══ Provided data ══
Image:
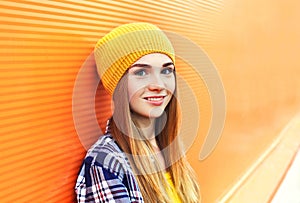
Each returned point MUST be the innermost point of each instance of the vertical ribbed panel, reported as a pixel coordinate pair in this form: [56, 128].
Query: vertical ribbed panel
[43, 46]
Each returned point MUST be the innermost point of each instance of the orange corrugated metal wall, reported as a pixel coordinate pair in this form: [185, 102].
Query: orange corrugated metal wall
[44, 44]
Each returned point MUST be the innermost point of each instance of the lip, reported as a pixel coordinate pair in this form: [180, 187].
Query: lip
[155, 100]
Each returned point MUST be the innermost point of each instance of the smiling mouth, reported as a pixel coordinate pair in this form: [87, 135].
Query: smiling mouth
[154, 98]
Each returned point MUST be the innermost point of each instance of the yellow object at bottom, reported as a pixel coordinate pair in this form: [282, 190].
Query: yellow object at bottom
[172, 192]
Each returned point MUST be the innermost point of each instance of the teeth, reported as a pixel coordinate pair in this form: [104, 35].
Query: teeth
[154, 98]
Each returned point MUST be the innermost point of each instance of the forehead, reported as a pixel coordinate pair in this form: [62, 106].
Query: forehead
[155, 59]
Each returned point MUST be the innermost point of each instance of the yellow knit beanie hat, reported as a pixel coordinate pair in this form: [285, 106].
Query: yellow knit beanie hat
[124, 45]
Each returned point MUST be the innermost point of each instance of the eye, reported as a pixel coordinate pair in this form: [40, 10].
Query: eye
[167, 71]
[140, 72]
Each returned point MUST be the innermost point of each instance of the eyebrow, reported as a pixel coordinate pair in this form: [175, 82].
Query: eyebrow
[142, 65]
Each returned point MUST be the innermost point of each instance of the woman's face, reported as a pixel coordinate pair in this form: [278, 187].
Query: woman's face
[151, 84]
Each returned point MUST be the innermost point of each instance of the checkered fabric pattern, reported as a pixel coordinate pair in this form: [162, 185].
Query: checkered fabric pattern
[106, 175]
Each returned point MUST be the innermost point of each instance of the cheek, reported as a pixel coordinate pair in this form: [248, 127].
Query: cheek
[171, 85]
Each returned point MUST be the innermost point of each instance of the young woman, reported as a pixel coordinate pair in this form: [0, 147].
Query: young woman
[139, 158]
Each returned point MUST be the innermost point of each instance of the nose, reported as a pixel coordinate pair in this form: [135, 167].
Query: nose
═══
Find every line in the records that uses the string "nose", then copy it.

Each returned point MUST be the innermost point of each instance of the nose, reported as a pixel coordinate pair in this form: [135, 167].
Query: nose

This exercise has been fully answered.